▸ **Passage to read**
════════════════════

Soviet Crimean and Ukrainian painter

Stepan Mamchich (Степан Мамчич; Степан Мамчич; 14 August 1924 — 3 April 1974) was a
Soviet Crimean and Ukrainian painter, teacher and representative of the Cimmerian Art School.

==Early life and education==
Stepan Havrylovych Mamchich was born on 14 August 1924 in the village of Novopokrovka (Kirovske Raion)|Novopokrovka in Crimean ASSR. In the late 1920s Mamchich's family moved to Feodosia.

From 1937 to 1941, Mamchich studied at the art studio at the Aivazovsky National Art Gallery. Mamchich later resumed his studies 1944.

In 1949, Mamchich left the Aivazovsky National Art Gallery and enrolled at the Crimean Art College named after M. S. Samokysh. Studying under Valentyn Danylovych Bernadskyi, Mamchich graduated in 1951.

==Career==
In 1945, Mamchich began working for the artel "Crimean. artist" (Крим. художник), where he copied the artwork of Ivan Aivazovsky.

════════════════════

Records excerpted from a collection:
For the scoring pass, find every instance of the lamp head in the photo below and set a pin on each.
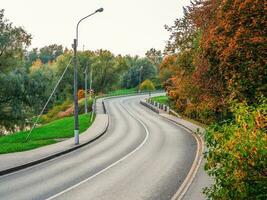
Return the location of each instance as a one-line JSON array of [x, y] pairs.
[[100, 10]]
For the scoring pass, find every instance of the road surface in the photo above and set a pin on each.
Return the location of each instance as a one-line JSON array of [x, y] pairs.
[[141, 156]]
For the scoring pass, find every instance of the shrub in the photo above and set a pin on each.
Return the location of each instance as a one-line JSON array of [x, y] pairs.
[[237, 154]]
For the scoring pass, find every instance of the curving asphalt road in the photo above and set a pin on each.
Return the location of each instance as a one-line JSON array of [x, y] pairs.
[[142, 156]]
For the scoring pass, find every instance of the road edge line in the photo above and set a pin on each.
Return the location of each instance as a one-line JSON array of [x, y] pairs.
[[196, 163], [111, 165]]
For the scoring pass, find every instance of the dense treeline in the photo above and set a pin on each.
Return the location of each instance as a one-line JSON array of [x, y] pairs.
[[215, 71], [216, 54], [27, 77]]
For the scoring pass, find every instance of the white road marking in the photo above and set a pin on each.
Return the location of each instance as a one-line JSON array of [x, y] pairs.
[[113, 164]]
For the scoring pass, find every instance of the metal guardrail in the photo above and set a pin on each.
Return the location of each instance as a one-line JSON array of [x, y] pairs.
[[157, 107]]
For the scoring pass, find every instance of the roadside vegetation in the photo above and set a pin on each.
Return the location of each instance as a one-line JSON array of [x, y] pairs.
[[46, 134], [27, 77], [215, 72]]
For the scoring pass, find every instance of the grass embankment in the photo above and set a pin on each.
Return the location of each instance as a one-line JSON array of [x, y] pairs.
[[161, 99], [53, 129], [165, 100], [47, 134]]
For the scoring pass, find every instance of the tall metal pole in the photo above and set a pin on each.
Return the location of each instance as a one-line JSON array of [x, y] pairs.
[[85, 88], [75, 95], [91, 80], [140, 70]]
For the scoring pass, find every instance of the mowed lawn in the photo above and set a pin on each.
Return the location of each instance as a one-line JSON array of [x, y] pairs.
[[161, 99], [44, 135]]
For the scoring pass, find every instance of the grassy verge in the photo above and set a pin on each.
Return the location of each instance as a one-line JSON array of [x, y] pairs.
[[161, 99], [165, 100], [47, 134]]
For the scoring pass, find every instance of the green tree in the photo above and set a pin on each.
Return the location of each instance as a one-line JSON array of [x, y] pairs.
[[237, 155], [13, 41], [140, 69]]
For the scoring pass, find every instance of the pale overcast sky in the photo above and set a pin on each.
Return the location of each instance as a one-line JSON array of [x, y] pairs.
[[125, 26]]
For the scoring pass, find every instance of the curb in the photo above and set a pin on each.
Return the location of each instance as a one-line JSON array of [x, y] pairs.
[[30, 164], [196, 163]]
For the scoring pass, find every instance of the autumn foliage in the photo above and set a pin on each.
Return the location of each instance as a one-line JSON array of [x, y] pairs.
[[220, 56], [215, 71]]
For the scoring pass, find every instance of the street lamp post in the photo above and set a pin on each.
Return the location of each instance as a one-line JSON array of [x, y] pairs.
[[75, 95], [140, 71], [85, 88]]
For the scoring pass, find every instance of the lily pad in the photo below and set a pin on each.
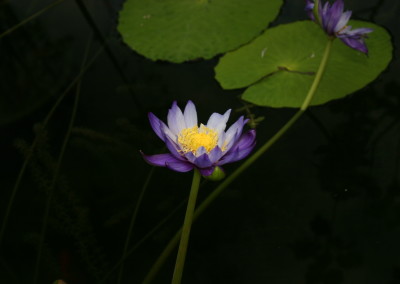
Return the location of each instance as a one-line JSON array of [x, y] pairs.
[[181, 30], [279, 66]]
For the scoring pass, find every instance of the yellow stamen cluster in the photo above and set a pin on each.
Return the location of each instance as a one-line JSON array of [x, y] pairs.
[[191, 139]]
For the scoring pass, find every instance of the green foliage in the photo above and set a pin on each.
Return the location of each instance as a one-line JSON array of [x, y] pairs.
[[181, 30], [68, 216], [278, 67]]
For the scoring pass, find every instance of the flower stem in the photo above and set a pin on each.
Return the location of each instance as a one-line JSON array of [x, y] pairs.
[[187, 224], [200, 209]]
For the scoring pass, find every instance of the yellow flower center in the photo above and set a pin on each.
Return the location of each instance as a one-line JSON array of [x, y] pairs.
[[191, 139]]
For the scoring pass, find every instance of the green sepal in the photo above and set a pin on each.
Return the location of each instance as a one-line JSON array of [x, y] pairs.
[[217, 175]]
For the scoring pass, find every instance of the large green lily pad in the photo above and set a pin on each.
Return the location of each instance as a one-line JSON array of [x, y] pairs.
[[181, 30], [279, 67]]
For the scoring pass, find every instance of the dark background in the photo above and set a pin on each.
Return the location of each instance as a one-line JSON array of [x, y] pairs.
[[321, 206]]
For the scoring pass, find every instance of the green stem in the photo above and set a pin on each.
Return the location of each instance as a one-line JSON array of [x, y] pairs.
[[133, 219], [30, 18], [34, 143], [187, 224], [57, 171], [200, 209]]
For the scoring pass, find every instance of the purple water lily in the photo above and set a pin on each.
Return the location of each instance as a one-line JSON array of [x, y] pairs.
[[334, 21], [204, 147]]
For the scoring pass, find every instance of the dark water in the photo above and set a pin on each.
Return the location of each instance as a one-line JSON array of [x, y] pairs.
[[322, 206]]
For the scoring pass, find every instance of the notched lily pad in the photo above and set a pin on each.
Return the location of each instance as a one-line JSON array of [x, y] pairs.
[[181, 30], [279, 66]]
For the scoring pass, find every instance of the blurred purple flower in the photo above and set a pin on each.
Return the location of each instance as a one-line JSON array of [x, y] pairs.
[[334, 21], [204, 147]]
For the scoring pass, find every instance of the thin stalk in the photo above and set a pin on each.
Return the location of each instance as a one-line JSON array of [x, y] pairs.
[[142, 240], [200, 209], [30, 18], [187, 224], [33, 146], [57, 171], [133, 219]]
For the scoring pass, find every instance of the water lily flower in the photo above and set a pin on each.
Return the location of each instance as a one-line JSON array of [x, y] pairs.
[[334, 21], [204, 147]]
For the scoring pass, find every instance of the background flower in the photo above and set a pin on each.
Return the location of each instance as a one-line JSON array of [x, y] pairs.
[[203, 147], [334, 21]]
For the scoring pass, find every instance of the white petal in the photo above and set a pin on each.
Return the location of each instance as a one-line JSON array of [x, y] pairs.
[[190, 115], [176, 121], [218, 121]]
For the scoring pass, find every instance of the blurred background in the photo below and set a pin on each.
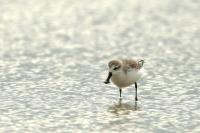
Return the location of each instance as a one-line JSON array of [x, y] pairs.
[[54, 55]]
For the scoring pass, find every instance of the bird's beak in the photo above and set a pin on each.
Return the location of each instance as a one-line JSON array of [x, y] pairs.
[[108, 78]]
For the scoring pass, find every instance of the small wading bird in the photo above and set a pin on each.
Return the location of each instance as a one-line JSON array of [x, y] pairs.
[[124, 72]]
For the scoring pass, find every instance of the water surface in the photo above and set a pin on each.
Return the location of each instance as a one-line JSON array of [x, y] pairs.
[[53, 61]]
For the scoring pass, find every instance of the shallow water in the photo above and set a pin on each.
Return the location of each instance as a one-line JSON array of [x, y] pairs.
[[53, 62]]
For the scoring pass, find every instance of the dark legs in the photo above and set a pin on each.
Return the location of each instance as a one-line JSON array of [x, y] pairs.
[[120, 92], [136, 99]]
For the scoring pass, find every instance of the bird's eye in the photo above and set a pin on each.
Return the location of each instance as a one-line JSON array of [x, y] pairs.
[[116, 68]]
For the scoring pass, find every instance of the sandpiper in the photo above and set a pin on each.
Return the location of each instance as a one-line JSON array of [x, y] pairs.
[[124, 72]]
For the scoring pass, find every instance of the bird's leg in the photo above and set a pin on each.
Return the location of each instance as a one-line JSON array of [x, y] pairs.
[[136, 99], [120, 93]]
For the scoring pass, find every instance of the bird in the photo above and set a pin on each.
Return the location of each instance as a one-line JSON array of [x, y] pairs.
[[124, 73]]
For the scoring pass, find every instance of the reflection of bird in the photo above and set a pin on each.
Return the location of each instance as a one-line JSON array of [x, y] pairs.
[[124, 72], [123, 108]]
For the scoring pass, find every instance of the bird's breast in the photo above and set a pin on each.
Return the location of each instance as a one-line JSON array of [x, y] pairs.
[[125, 79]]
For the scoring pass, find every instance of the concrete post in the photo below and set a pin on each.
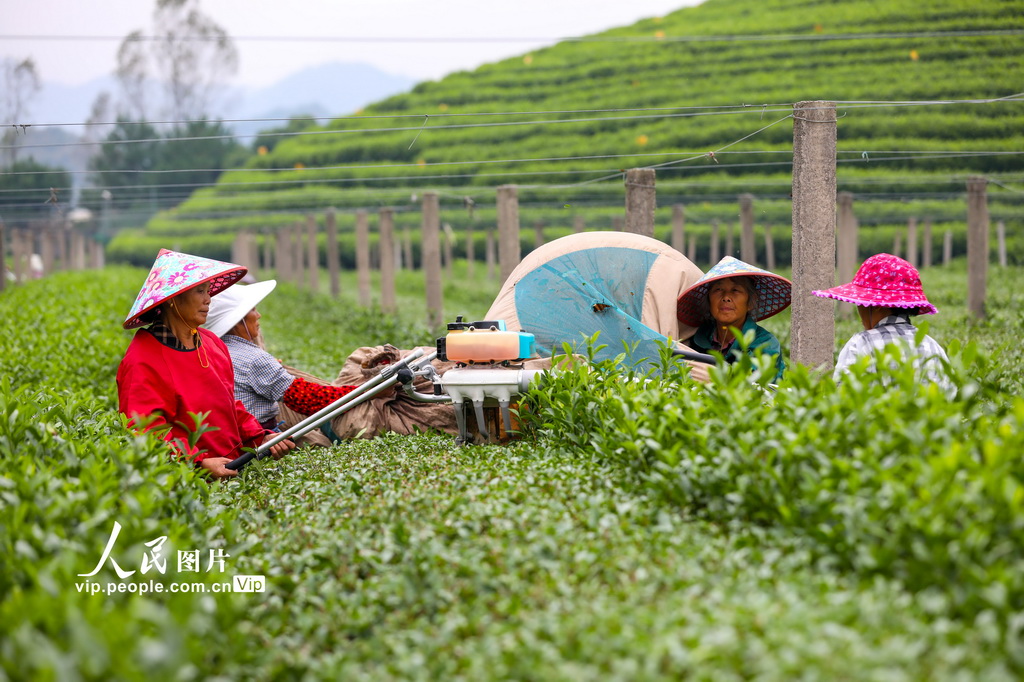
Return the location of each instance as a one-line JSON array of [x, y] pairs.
[[237, 249], [488, 252], [267, 252], [640, 201], [847, 242], [432, 259], [408, 245], [253, 245], [470, 250], [46, 236], [449, 250], [312, 254], [333, 257], [17, 255], [678, 227], [1000, 237], [748, 249], [3, 257], [298, 257], [812, 334], [387, 261], [911, 241], [977, 245], [283, 259], [508, 229], [363, 256], [79, 250], [926, 246]]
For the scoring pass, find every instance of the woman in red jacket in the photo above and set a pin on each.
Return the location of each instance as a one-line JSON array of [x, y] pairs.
[[173, 371]]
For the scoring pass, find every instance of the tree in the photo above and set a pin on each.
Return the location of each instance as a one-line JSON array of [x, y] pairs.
[[38, 190], [20, 85], [267, 139], [200, 150], [128, 151], [187, 62]]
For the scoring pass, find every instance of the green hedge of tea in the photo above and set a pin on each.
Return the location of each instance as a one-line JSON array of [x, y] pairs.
[[579, 555]]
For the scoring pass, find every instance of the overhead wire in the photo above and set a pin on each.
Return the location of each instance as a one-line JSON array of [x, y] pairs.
[[651, 38], [498, 124]]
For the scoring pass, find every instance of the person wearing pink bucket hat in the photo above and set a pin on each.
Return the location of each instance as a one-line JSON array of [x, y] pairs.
[[887, 291], [172, 369], [734, 295]]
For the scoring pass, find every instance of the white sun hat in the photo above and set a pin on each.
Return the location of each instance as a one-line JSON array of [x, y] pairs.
[[233, 303]]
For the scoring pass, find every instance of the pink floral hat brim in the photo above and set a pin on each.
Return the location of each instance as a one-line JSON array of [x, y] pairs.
[[174, 272], [886, 281], [774, 292], [853, 293]]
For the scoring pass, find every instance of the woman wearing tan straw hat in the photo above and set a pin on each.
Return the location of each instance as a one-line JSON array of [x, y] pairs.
[[734, 295], [261, 382], [887, 292], [173, 369]]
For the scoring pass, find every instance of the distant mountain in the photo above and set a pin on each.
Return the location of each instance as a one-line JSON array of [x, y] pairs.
[[327, 90]]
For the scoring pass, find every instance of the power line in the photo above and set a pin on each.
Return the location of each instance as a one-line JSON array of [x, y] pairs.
[[747, 108], [658, 37], [438, 115], [420, 128]]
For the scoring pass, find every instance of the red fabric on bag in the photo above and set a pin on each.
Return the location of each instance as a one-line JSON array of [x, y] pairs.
[[307, 397], [154, 379]]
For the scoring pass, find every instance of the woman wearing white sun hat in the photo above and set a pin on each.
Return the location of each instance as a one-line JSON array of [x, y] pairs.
[[261, 382]]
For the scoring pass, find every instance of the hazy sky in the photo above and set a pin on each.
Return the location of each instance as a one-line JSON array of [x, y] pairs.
[[76, 61]]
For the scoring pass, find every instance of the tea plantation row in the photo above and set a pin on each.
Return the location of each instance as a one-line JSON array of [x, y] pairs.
[[651, 533]]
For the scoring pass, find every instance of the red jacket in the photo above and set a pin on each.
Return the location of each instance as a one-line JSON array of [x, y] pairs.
[[156, 380]]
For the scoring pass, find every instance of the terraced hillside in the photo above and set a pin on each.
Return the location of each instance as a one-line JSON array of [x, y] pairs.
[[563, 122]]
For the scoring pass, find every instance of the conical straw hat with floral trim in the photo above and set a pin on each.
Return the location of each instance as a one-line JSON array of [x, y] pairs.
[[774, 292], [172, 273]]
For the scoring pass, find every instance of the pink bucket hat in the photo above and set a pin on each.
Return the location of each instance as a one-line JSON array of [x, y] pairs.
[[887, 281], [172, 273], [774, 292]]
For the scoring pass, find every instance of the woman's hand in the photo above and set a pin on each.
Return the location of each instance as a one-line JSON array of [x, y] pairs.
[[278, 451], [698, 371], [215, 467]]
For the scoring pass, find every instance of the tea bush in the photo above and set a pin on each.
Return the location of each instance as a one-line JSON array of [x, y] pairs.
[[885, 477], [584, 554]]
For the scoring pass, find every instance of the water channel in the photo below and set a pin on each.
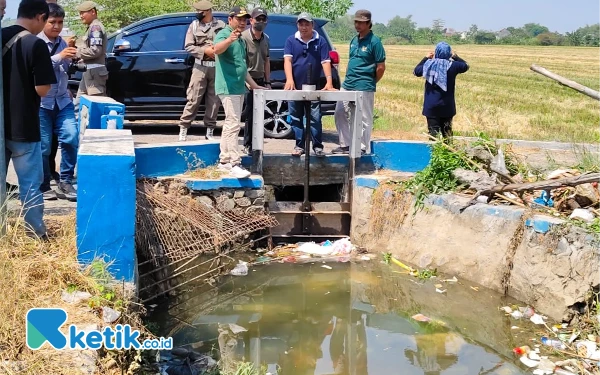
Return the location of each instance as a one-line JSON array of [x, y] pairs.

════════════════════

▸ **Questions**
1/ Could you set down the Stepan Mamchich biography word for word, from "Stepan Mamchich (Степан" to "his studies 1944."?
2/ Can you take the Stepan Mamchich biography further, picking up after its final sentence?

▸ **Task-by-task answers**
1/
Stepan Mamchich (Степан Мамчич; Степан Мамчич; 14 August 1924 — 3 April 1974) was a
Soviet Crimean and Ukrainian painter, teacher and representative of the Cimmerian Art School.

==Early life and education==
Stepan Havrylovych Mamchich was born on 14 August 1924 in the village of Novopokrovka (Kirovske Raion)|Novopokrovka in Crimean ASSR. In the late 1920s Mamchich's family moved to Feodosia.

From 1937 to 1941, Mamchich studied at the art studio at the Aivazovsky National Art Gallery. Mamchich later resumed his studies 1944.

2/
In 1951, Mamchich began teaching in Gisel, North Ossetian ASSR (present-day North Ossetia–Alania, Russia). Mamchich returned to Feodosia a year later and taught at the Feodosian children's art school until 1954. From 1952 until his death in 1974, Mamchich a taught workshops for the Art Fund of the Ukrainian SSR (Художественный фонд УССР).

In 1954, Mamchich moved to Simferopol where he continued to cooperate with the artel "Crimean. artist". In 1962, under the recommendation of Tetyana Yablonska, Mamchich was accepted to the USSR Union of Artists.

===Works===
Mykola Barsamov, the director of the Aivazovsky National Art Gallery, had a significant influence on Mamchich's early art works («View of Feodosiya», 1948; «Feodosiya», 1948). With time realism features of this period transform into romantic realism painting of the second half of the 1950s («Sea of Azov. Geese on the Shore», 1960, NAMU).

Impressionistic and postimpressionistic influence is apparent in his 1960s art works («In Henichesk», 1961; «Yacht Club», 1961; «Fishing Harbor», 1964, SAM; «Southern Bay», 1964). Starting with the canvas «Swifts and roofs» (1965, SAM) critics start to identify the appearance of new motives in the Stepan's art works which make him easily related to such Cimmerian Art School artists as Konstantin Bogaevsky.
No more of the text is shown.